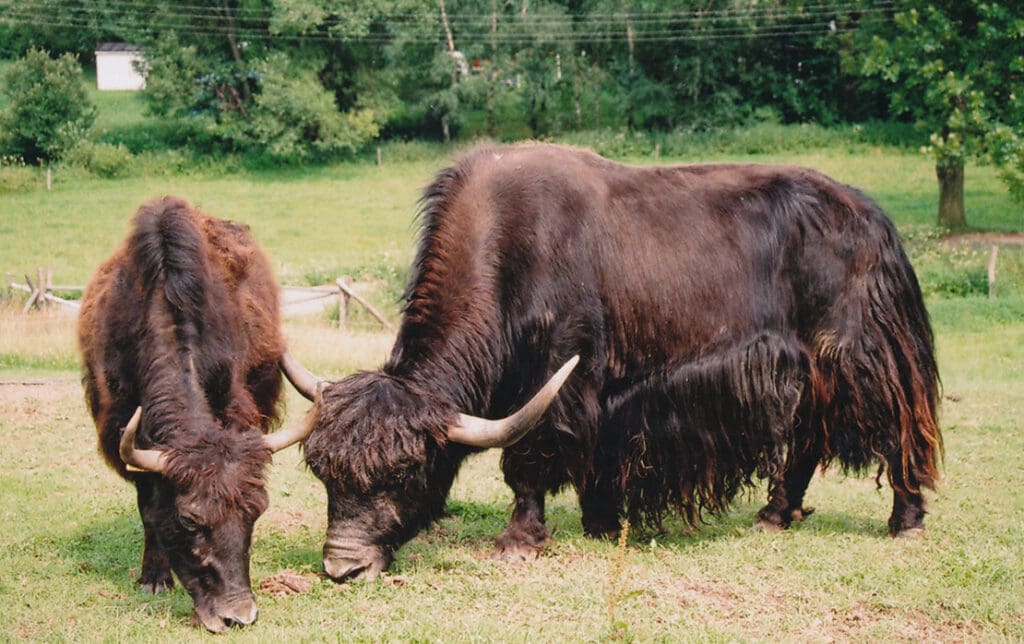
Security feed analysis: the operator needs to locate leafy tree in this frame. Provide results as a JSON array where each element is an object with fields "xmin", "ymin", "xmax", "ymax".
[
  {"xmin": 848, "ymin": 0, "xmax": 1024, "ymax": 228},
  {"xmin": 0, "ymin": 49, "xmax": 96, "ymax": 163}
]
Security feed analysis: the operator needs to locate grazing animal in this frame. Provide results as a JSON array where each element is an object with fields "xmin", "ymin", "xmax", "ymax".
[
  {"xmin": 78, "ymin": 197, "xmax": 304, "ymax": 632},
  {"xmin": 283, "ymin": 144, "xmax": 941, "ymax": 578}
]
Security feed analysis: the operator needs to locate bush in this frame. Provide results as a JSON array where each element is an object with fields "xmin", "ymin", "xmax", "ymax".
[
  {"xmin": 63, "ymin": 141, "xmax": 132, "ymax": 179},
  {"xmin": 205, "ymin": 55, "xmax": 379, "ymax": 164},
  {"xmin": 0, "ymin": 49, "xmax": 96, "ymax": 163},
  {"xmin": 0, "ymin": 157, "xmax": 39, "ymax": 195}
]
· · · · ·
OBJECTIVE =
Rename "operator" to "reviewer" throughout all the records and give their lines back otherwise unchanged, leaving out the pictures.

EXERCISE OUTPUT =
Security feed analysis: the reviewer needs to locate leafy tree in this frame. Provide results as a JSON array where each element is an object with fields "xmin", "ymin", "xmax", "ymax".
[
  {"xmin": 848, "ymin": 0, "xmax": 1024, "ymax": 228},
  {"xmin": 0, "ymin": 49, "xmax": 96, "ymax": 163}
]
Security feed analysis: the reviewer needs to locate grazing animal in this frame. Provide results as a JSON array where each element is an object with fields "xmin", "ymin", "xmax", "ymax".
[
  {"xmin": 78, "ymin": 197, "xmax": 304, "ymax": 632},
  {"xmin": 283, "ymin": 144, "xmax": 941, "ymax": 578}
]
Security feed analysis: the reviewer needs to locate bush in this frame. Provide results as a JSON array where each element is an object with fields "xmin", "ymin", "xmax", "ymax".
[
  {"xmin": 63, "ymin": 141, "xmax": 132, "ymax": 179},
  {"xmin": 205, "ymin": 55, "xmax": 379, "ymax": 164},
  {"xmin": 0, "ymin": 49, "xmax": 96, "ymax": 163},
  {"xmin": 0, "ymin": 157, "xmax": 39, "ymax": 195}
]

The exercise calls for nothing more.